TASK DIRECTIONS:
Among the entries below, which lines run from the line with "task | indicate the stage, one" through the line with "task | indicate the monitor"? Retype those, both ends included, exactly and without pictures.

DATASET CONTENT:
········

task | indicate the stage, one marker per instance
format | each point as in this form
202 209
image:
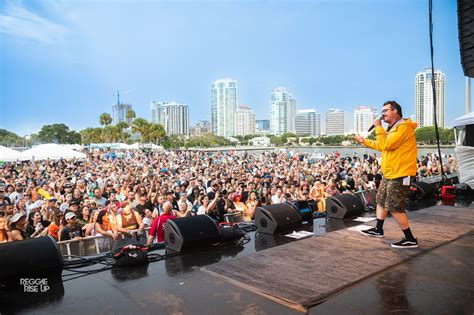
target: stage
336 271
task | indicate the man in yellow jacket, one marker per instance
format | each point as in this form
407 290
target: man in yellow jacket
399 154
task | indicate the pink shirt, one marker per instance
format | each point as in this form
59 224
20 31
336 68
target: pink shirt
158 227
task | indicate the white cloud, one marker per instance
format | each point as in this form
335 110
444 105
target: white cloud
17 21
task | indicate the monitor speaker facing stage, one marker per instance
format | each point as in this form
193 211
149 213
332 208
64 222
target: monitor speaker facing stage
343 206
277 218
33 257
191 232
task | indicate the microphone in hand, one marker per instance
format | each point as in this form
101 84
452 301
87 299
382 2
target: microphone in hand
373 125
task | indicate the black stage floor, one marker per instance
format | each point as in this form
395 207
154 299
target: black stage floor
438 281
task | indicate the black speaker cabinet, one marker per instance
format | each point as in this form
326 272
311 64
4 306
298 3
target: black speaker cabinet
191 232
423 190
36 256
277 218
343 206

········

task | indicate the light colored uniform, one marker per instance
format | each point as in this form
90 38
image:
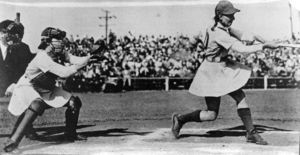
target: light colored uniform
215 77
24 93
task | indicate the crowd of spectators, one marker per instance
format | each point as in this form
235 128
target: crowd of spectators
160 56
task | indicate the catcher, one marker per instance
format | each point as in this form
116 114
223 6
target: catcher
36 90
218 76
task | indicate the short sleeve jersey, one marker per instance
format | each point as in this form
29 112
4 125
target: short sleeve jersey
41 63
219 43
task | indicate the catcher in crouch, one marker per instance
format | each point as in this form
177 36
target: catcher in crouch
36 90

········

TASK ANSWER:
task | indicate the stage, one marker per instance
format | each point as in this form
202 209
image:
target: stage
336 271
task | indicate the man in yellow jacket, one marker per instance
format | each point as in this form
407 290
target: man in yellow jacket
399 154
task | indicate the pink shirt, one marker per instance
format | each point as in this form
59 224
20 31
336 68
target: pink shirt
158 227
task | indicate the white cloud, one marker per instance
format | each point as in this form
335 110
444 105
target: white cloud
17 21
task | indicate the monitor speaker facing stage, one marker per instance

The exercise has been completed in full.